→ **Exercise instructions**:
a - Based on the shortlist text, state whether each statement agrees with it, answering yes or no and quoting the deciding words: (i) Erin Hartnett was studying History at Leeds when lockdown started. (ii) Her sketches were made in pencil. (iii) The winner will be announced on 7th July after a public vote.
b - Turn the paragraph of the shortlist text that starts "Erin Hartnett 19 from Hertford" into a short bulleted list that keeps its main facts.
c - Translate this sentence from the shortlist text into French: "This piece was intended to spread some hope to those who are struggling to see the light at the end of the tunnel."

→ **Provided text**:
- - - -

Lockdown has inspired me to become more in touch with my surroundings, considering how the natural environment makes me feel and how we need to strive to protect it.
Erin Hartnett 19 from Hertford was studying History at Leeds when lockdown started and she had to return home. She has drawn a series of sketches Hope and Resilience of loved ones using biro to bring a little happiness in this time of uncertainty.
During this time many people will be missing their loved ones, as I am missing my grandparents and baby cousin. This piece was intended to spread some hope to those who are struggling to see the light at the end of the tunnel.
Four other artists are also included in the shortlist for the award: Indigo Price 22 from London, Toby Richardson 19 from Chichester, Sophie Meadows and 19 from Chichester. The shortlist was selected by a panel of judges including Rebecca Hossack, Charlie Waite and Dan Evans. The winner will be announced on 7th July following a public vote. The winner will have their artwork featured on The Arts Society Membership card 2021, the winning artist will also receive a £50 Cass Art voucher.

- - - -

→ **Items listed in a dataset**:
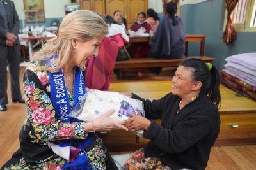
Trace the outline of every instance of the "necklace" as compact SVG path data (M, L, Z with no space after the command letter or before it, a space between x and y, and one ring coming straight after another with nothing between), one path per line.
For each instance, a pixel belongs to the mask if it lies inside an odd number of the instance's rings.
M195 101L198 97L198 94L196 94L196 96L195 96L194 97L191 98L188 102L184 103L184 107L186 105L188 105L189 103L191 103L192 101ZM182 100L180 100L180 103L179 103L178 110L177 110L177 111L176 112L176 115L177 115L179 113L179 112L180 112L180 105L181 105L182 103Z

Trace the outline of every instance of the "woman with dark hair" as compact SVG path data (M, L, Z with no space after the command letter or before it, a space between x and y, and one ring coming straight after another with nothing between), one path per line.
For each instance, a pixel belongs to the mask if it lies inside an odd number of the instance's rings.
M116 10L114 11L114 13L113 14L113 18L116 23L120 25L124 29L124 30L126 31L126 27L125 25L124 24L124 18L123 16L122 15L122 12L121 11Z
M147 17L146 22L151 25L151 29L155 32L159 24L157 13L152 8L149 8L147 10Z
M161 99L150 101L126 94L143 102L146 118L131 114L125 125L144 130L150 141L132 154L123 169L205 169L220 132L219 85L212 64L190 58L180 64L172 93ZM157 118L161 125L152 120Z
M129 40L129 36L126 34L124 29L111 16L106 15L104 20L108 26L109 32L107 36L116 39L118 48L123 48L125 44L128 43Z
M141 27L144 27L145 29L145 33L149 33L151 30L151 26L146 22L145 19L146 14L145 12L139 12L137 15L137 21L131 26L131 30L136 32Z
M164 6L164 17L151 37L150 57L163 59L184 57L185 32L181 18L176 16L177 10L173 2Z

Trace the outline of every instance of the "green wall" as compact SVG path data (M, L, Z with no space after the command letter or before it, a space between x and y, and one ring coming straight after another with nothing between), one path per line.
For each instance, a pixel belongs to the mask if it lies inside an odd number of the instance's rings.
M226 45L221 38L223 32L225 1L211 0L180 6L186 34L206 35L205 55L214 57L215 66L223 69L224 59L230 55L256 52L256 32L237 31L237 39ZM198 43L189 43L189 55L199 55Z

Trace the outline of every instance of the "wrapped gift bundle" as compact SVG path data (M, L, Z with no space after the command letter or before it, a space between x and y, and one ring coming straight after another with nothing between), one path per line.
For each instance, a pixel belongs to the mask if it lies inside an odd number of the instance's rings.
M130 113L145 117L142 101L119 92L86 89L85 96L77 105L70 115L84 122L91 122L113 108L115 112L110 117L120 124L131 117Z
M91 122L111 109L115 112L111 118L122 124L131 117L130 113L145 117L142 101L132 99L119 92L86 89L86 93L72 109L70 116L84 122ZM136 134L142 138L143 131Z

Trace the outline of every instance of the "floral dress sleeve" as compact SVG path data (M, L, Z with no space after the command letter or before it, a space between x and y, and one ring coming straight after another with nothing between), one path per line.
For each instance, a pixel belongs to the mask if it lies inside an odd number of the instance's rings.
M49 97L49 78L46 71L27 69L24 76L24 87L27 122L32 126L35 140L84 139L87 137L87 134L84 132L84 122L63 123L55 118L55 110ZM70 96L72 106L73 99ZM30 135L33 136L31 133Z

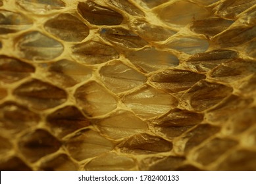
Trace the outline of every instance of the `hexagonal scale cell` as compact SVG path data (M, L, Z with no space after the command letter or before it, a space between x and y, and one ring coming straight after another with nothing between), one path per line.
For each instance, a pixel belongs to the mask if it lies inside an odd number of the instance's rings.
M118 25L124 18L120 13L91 1L79 2L78 11L90 23L95 25Z
M186 158L183 156L149 157L140 163L141 170L173 171L182 165Z
M180 135L203 120L201 114L176 108L171 110L166 116L154 120L152 126L154 131L171 138Z
M35 67L15 58L0 56L0 81L11 83L29 76Z
M67 98L65 91L38 80L22 83L14 91L14 95L38 110L55 107Z
M143 8L152 9L157 7L163 3L167 2L168 0L135 0L135 1L140 4Z
M243 94L253 94L256 91L256 74L251 75L247 80L239 86L239 90Z
M226 124L228 118L234 114L238 114L253 103L252 98L246 98L232 95L215 108L209 110L205 116L211 122ZM243 124L242 124L243 125ZM247 125L245 125L245 127Z
M26 16L11 11L0 11L0 34L15 33L28 29L33 21Z
M61 143L43 129L37 129L20 137L18 148L24 156L31 162L59 150Z
M238 144L232 139L215 138L196 151L194 159L203 165L208 165Z
M238 54L231 50L215 50L211 52L197 53L192 56L183 64L186 68L197 72L206 72L221 63L231 61Z
M41 162L40 169L45 171L76 171L78 166L69 156L61 154Z
M248 41L246 43L246 46L245 47L245 53L252 58L256 57L256 51L255 48L256 47L256 39L254 38L251 41Z
M240 149L232 151L217 168L221 171L255 171L256 154L253 150Z
M155 47L126 51L125 56L132 64L145 72L179 64L179 60L176 56L168 52L157 50Z
M256 64L253 61L242 59L220 64L210 72L210 76L224 82L232 82L256 73Z
M118 61L104 66L99 72L104 84L116 93L132 89L147 81L142 74Z
M104 115L116 107L116 99L95 81L78 87L74 97L78 106L90 116Z
M188 100L187 108L200 112L218 104L231 95L232 91L232 87L222 84L201 80L186 92L182 98Z
M89 35L89 28L76 16L63 13L50 19L45 30L66 41L81 41Z
M0 127L2 131L17 133L36 126L39 122L38 114L13 102L0 106Z
M144 16L143 11L127 0L109 0L109 3L133 16Z
M207 139L216 134L220 130L217 126L209 124L200 124L184 135L182 139L188 140L185 145L185 152L199 145Z
M193 55L206 51L209 45L205 39L180 36L172 37L163 47L165 49L172 49L188 55Z
M58 109L47 116L47 126L58 137L63 137L90 124L90 121L73 106Z
M190 29L197 34L212 37L226 30L233 22L220 18L210 18L193 22Z
M113 47L93 41L76 45L72 49L73 57L88 64L103 63L119 57Z
M85 130L71 137L65 147L72 158L81 161L111 150L114 145L97 132Z
M230 114L230 120L225 126L227 134L242 133L255 124L256 107L248 108L247 106L239 112Z
M205 18L211 13L203 7L185 1L174 1L163 8L157 8L154 11L166 23L179 26L184 26L193 20Z
M127 171L136 166L135 161L129 157L107 152L93 159L84 166L89 171Z
M109 118L99 120L96 122L101 132L117 139L142 133L147 129L147 123L130 112L118 111Z
M234 20L238 14L255 3L255 0L225 0L216 6L214 10L220 17Z
M34 31L20 35L18 38L16 49L24 58L48 60L61 55L64 48L57 40Z
M166 113L178 105L176 98L150 86L144 86L122 99L138 116L151 118Z
M39 14L49 13L65 7L61 0L18 0L16 3L25 10Z
M172 149L172 143L160 137L138 133L125 140L118 147L122 152L148 154L170 151Z
M149 80L159 89L177 93L190 89L206 76L187 70L165 70L152 76Z
M131 31L123 28L103 28L101 35L118 47L141 48L147 42Z
M153 41L165 41L176 33L170 28L149 24L143 19L134 20L131 28L141 37Z
M1 171L31 171L32 169L20 158L14 156L7 160L0 160Z
M91 76L91 70L75 61L61 60L47 63L48 76L56 84L64 87L73 86L78 83L89 80Z
M251 41L255 37L255 26L249 28L235 27L215 37L213 42L219 47L234 47Z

- - - -

→ **Expected results**:
a -
(i) Yes: "was studying History at Leeds when lockdown started"
(ii) No: "using biro"
(iii) Yes: "The winner will be announced on 7th July following a public vote."

b -
- Erin Hartnett, 19, is from Hertford.
- She was studying History at Leeds when lockdown started and had to return home.
- She has drawn a series of biro sketches of loved ones, titled Hope and Resilience.
- The sketches are meant to bring a little happiness in this time of uncertainty.

c - Cette œuvre avait pour but de répandre un peu d'espoir auprès de ceux qui peinent à voir la lumière au bout du tunnel.